Given request:
Reproduce each record exactly.

Items from a dataset:
━━━━━━━━━━━━━━━━━━━━━━━━━━━━━━

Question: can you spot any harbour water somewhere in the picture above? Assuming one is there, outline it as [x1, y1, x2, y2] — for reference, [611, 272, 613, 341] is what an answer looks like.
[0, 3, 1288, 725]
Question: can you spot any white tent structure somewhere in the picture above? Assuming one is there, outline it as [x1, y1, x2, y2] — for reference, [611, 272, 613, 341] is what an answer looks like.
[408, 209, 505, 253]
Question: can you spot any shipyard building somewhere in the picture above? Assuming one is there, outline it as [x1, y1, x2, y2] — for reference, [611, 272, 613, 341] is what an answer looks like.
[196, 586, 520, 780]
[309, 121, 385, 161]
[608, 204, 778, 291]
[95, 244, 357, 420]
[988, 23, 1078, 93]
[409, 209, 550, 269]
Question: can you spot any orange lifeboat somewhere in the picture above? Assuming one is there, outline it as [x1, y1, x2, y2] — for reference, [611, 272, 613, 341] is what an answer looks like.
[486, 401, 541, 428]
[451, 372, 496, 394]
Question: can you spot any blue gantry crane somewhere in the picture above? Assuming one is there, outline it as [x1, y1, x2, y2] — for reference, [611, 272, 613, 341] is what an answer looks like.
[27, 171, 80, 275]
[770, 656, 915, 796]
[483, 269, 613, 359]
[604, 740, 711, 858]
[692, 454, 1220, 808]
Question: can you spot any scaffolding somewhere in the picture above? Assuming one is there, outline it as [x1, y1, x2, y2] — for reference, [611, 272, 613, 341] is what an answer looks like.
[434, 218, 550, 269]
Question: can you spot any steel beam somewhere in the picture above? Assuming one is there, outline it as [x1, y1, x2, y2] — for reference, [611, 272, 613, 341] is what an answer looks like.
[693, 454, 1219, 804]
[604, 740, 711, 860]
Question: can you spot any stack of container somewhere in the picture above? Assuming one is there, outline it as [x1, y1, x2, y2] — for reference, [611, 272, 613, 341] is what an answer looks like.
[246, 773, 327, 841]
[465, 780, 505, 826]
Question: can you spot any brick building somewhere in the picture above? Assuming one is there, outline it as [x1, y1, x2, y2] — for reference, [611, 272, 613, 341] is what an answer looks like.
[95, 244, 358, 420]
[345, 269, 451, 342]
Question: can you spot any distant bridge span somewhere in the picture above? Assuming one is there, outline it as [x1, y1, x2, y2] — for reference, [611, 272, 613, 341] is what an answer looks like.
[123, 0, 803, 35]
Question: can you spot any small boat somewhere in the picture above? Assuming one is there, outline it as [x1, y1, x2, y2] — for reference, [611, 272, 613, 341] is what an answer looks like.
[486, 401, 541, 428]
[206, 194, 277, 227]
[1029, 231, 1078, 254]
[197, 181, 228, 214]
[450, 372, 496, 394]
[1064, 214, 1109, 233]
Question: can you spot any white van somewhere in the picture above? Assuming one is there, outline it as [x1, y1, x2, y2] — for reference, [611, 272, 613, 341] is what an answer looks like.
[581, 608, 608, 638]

━━━━━━━━━━━━━━━━━━━━━━━━━━━━━━

Output of the task:
Question: can you spot any harbour water somewhere in the picture above? Assuming one is there, outline it as [x1, y1, x2, y2] — for reference, [611, 272, 613, 341] is what an answer looks like.
[0, 3, 1288, 725]
Question: can you spot any white tent structure somewhere in the picture above? Assuming one is there, outline it as [x1, y1, x2, y2] — for reference, [611, 272, 613, 341] is what an answer looks like.
[408, 209, 505, 253]
Question: can you spot any shipyard building somewhere in the picture above? Assuming one is there, outline it as [x1, y1, x2, y2] — for reference, [611, 272, 613, 341] is what an answer looks like.
[196, 586, 520, 780]
[309, 121, 385, 161]
[608, 204, 778, 291]
[95, 244, 357, 420]
[988, 23, 1078, 93]
[409, 209, 550, 269]
Question: can you spot any orange lifeboat somewhere in the picture above? Assuming one is there, outline it as [x1, y1, x2, y2] — for reference, [611, 272, 613, 341] is what an answer looks like.
[486, 401, 541, 428]
[451, 372, 496, 394]
Question: can you spot any blue gantry crane somewhere in the picture above? Assuming one is there, outline it as [x1, y1, x2, y2] — for reference, [611, 272, 613, 341] is what an answer looks like.
[27, 171, 80, 275]
[770, 656, 915, 796]
[483, 269, 613, 359]
[604, 740, 711, 858]
[692, 454, 1220, 808]
Question: can you spot any scaffolding somewhere in the picture above? Assuming one is there, outline it as [x1, y1, x2, y2] — for reference, [611, 272, 613, 341] is what an answer looks like.
[434, 218, 550, 269]
Question: can you spot any steel beam somewhere in the picture above? Assuming one is there, outline it as [x1, y1, x2, y2] — for reference, [611, 272, 613, 341] is what an answer looks like.
[693, 454, 1219, 804]
[604, 740, 711, 860]
Question: can you spot any stack of container somewhere in the picture above? Assuming one is there, outline it as [x1, y1, x2, y2] — for reference, [611, 272, 613, 341] is what an answer looks like.
[246, 773, 327, 841]
[465, 780, 505, 826]
Question: can you spot any brick building somewhere in the picture above? Assuming one is there, outline it as [x1, y1, x2, y2] — for reference, [611, 272, 613, 341] is what an answer looks like.
[95, 244, 358, 420]
[345, 269, 451, 342]
Question: can you spot any distant bridge span somewhere in the picture above? Assuming one is there, outline it as [x1, y1, x2, y2] — for reference, [611, 272, 613, 341] is what an answer looks like.
[123, 0, 803, 35]
Question: can you spot any small boat somewhere in the picture above? Assuming one is there, outline it as [x1, y1, x2, y2] — for reference, [611, 272, 613, 341] is what an answer looks like.
[486, 401, 541, 428]
[206, 194, 277, 227]
[1029, 231, 1078, 254]
[197, 181, 228, 214]
[450, 372, 496, 394]
[1064, 214, 1109, 233]
Question: can you spot any white van somewhere in the picture above? Assuming one is there, outline it as [x1, y1, x2, y2] — for reference, [611, 272, 613, 341] is what an answer looks like.
[581, 608, 608, 638]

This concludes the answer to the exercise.